▸ **Material for this exercise**:
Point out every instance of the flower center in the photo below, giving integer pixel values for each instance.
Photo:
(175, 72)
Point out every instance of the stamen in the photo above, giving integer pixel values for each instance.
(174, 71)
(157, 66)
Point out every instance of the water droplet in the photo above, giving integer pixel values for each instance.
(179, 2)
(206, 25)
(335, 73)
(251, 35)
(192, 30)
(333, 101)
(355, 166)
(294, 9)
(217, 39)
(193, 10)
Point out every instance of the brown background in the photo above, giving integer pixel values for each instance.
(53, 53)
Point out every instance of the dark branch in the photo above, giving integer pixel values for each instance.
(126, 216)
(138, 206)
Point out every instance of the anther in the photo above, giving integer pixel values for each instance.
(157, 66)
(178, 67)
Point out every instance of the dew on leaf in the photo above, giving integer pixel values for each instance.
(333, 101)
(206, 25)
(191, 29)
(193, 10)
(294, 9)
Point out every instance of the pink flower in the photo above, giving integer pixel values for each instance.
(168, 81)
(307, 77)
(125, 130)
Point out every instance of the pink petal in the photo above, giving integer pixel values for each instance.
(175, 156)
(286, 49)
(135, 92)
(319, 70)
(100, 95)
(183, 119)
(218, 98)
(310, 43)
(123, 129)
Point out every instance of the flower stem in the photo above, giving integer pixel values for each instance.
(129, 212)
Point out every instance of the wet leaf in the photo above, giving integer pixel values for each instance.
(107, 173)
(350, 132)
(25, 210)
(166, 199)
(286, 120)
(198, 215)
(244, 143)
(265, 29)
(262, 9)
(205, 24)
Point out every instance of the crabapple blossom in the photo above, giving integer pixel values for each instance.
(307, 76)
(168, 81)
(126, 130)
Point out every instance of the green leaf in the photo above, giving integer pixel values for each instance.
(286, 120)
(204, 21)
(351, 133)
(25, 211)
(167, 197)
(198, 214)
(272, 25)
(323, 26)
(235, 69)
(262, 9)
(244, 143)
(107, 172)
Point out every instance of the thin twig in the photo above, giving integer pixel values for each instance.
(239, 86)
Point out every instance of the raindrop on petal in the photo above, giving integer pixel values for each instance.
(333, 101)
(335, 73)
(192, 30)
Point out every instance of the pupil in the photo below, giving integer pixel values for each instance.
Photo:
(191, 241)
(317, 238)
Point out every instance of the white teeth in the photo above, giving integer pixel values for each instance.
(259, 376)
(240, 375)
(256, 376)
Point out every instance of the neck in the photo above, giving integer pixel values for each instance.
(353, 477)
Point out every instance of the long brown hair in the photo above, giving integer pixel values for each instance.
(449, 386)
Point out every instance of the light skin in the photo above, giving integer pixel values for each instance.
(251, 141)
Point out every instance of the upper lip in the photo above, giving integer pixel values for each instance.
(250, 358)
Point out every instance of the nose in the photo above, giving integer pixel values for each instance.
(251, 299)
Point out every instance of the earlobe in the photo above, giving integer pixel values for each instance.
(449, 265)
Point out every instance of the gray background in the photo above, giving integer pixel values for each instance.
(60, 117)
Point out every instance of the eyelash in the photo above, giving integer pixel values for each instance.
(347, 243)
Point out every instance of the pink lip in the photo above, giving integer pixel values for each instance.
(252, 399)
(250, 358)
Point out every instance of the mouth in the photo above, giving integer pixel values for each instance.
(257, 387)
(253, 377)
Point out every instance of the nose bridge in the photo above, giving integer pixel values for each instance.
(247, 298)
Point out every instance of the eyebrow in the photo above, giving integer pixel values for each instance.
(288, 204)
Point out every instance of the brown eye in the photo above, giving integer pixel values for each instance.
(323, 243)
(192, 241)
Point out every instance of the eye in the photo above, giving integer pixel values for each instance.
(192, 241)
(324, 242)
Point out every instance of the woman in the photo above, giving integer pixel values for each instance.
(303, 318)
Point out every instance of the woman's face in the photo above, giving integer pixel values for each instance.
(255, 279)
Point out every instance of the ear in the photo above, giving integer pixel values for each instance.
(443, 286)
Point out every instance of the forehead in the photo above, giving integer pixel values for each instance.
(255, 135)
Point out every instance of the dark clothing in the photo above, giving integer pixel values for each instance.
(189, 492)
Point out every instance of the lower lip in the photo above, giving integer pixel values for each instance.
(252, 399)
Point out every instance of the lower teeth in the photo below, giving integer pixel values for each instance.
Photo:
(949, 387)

▸ **Written instruction**: Can you reproduce, word for word, the entries from the line containing "Point out every instance of the ear in" through the last line of the entries above?

▸ **Result of this task**:
Point out every instance of the ear in the photo above, giving integer pixel values for each instance.
(443, 286)
Point out every instance of the forehead in the photo above, giving integer pixel values for each instance.
(255, 135)
Point out every instance of the dark clothing in the photo above, giving integer pixel values for each instance.
(189, 492)
Point out every instance of the lower lip in the photo above, giving integer pixel values for each instance.
(252, 399)
Point out every instance of the lower teeth in the photo below, giving integer pixel values for each instance.
Photo:
(949, 387)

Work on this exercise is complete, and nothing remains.